▸ INSTRUCTIONS FOR THE TASK
Pick up the text on Medicare hospice costs and services after its final sentence and carry it forward.

▸ DOCUMENT EXTRACT
:::::
In the last few weeks, there has been an uptick in the discussion of rising Medicare hospice costs and the role of fraud in the phenomena.

The headlines feel like a rush to judgment and it worries me. I don't think that most people understand the first thing about hospice and in the current budget cutting environment, I worry that we will make a mistake that will deprive people at the end of their lives of valuable services and that we could even unintentionally increase total health care costs while trying to lower them.

So today, a primer on hospice – the U.S. version – and in the next post I will provide some alternative analysis. For this background, I draw on the National Center for Health Statistics and the Medicare Payment Advisory Committee. First, while most people think of hospice as a place you go, in over 90% of cases it is not. The dying person doesn't go somewhere, but rather gets a set of services delivered at home (55% of cases), in a nursing home (26%), or even in a hospital (10%). As one might guess (hope?), the vast majority of hospice clients are older adults – over 80% are over 65 and therefore Medicare is the dominant payer. Given its roots in cancer treatment, it's no surprise either that 44% of patients on average still have cancer as their primary diagnosis/terminal condition.

Under Medicare regulations, beneficiaries are eligible for hospice if they agree to forego "curative" treatment and if a physician will certify that the patient has six months or less to live under the normal course of his or her disease. In return for providing comprehensive supportive and palliative care, from counseling to medications to even surgical interventions designed to reduce pain and suffering, the hospice agency gets paid a daily case rate of $143 with a range of modifications covering the intensity of services in a day and geographical modifications adjusting for wage rates. Because death is hard to predict, hospice patients can be recertified as appropriate for the benefit after the initial 6-month period. The government has made considerable efforts to reassure everyone concerned that good faith "excess survival" will not be held against anyone.

Unfortunately, there is little information available about the quality of care in hospice. But one major marker, the median number of days people get care before discharge (largely due to their death), is only 16. (So . . . 50% of hospice participants receive less than 16 days!) Only 37% of those receiving hospice services in 2007 got at least 30 days of service, considered the minimum amount of time to fully deploy the model and support people who are dying and their families. The other 63% are getting help that is surely better than nothing, better than staying at the hospital, better than the minimal pain control that is all too common, but not exactly what one would want.
:::::
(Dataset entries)
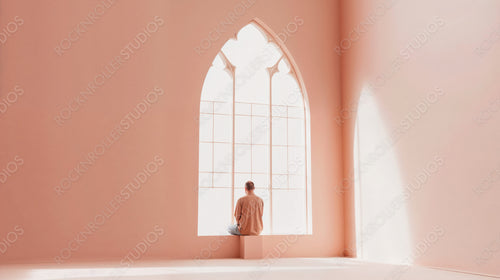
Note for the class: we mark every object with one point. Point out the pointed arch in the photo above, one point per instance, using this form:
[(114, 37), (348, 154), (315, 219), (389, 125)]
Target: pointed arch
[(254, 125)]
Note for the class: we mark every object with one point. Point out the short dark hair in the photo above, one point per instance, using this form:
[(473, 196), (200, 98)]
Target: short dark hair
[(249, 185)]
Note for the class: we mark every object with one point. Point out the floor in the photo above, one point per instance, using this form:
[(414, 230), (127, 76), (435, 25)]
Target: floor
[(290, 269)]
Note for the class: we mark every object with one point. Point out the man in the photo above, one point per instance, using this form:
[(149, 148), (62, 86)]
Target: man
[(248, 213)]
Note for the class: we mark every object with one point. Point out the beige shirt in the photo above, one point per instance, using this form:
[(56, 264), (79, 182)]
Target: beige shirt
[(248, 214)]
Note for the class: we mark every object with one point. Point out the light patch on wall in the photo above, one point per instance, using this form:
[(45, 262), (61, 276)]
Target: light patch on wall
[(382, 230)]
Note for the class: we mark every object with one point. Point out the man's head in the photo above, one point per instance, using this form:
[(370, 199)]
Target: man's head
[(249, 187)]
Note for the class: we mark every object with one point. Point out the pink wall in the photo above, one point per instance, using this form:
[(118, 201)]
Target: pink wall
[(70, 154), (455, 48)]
:::::
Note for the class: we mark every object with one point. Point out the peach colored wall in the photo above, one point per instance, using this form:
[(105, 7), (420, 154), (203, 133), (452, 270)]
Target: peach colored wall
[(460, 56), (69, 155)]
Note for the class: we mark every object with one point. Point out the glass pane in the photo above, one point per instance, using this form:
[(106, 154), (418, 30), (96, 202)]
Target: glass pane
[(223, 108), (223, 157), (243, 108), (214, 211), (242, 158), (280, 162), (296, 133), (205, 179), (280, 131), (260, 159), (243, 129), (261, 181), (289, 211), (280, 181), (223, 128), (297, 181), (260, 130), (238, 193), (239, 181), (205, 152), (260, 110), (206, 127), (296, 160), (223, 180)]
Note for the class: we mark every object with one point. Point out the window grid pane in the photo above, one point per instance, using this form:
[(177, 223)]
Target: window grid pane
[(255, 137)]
:::::
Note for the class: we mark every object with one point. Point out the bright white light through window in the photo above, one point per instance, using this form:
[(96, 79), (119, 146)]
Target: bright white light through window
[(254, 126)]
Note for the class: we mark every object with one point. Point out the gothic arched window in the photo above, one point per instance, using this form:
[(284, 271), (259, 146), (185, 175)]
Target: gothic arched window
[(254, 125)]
:::::
▸ EXERCISE RESULT
Nevertheless, the attention has all been focusing on overuse of hospice and rising costs. What gives? First off, costs of hospice overall have been rising because more people are using it. This is a good kind of cost increase. In 2008 almost 40% of Medicare beneficiaries who died got hospice care as opposed to 23% in 2000. This "increase" in hospice costs may even be cost saving depending on what kind of health care services might have been used instead (and how they were paid for).

However, the second cause of cost increases is more ambiguous. While the length of stay "in hospice" remains too short for most, there has been growth in the small number of people receiving hospice services for very long periods (around a year), particularly in for-profit agencies for conditions like Alzheimer's disease, which typically receive less intensive care. For example, the percent of patients receiving care for more than a year is 4.1 for all providers (death is hard to predict). But the percent of for-profit cases over a yearlong period is 6.9 as compared to 2.8 from nonprofit agencies. Not big numbers, but troubling at $143 a day.

I imaging that the frequency distribution of length of stay looks something like this:

The median (16) is the boundary of the un-shaded and shaded sections and the long skewed tail to the right represents the fact that there are very long-term cases, but they are very few. The question of long-stay cases boils down to a small bump out at the thin tip of the tail.

This discussion has been going on for some time. Last year's MedPACreport included a discussion of suspicious pattern of service utilization and billing. And in February 2011, a long-time Hartford grantee, Ed Marcantonio, MD, was among a team publishing an analysis: Association of Hospice Agency Profit Status With Patient Diagnosis, Location of Care, and Length of Stay in JAMA . Their work strongly suggests that by virtue of taking more non-cancer patients with lower intensity needs and longer lengths of stay, for-profit hospices are gaming the system in an inappropriate way.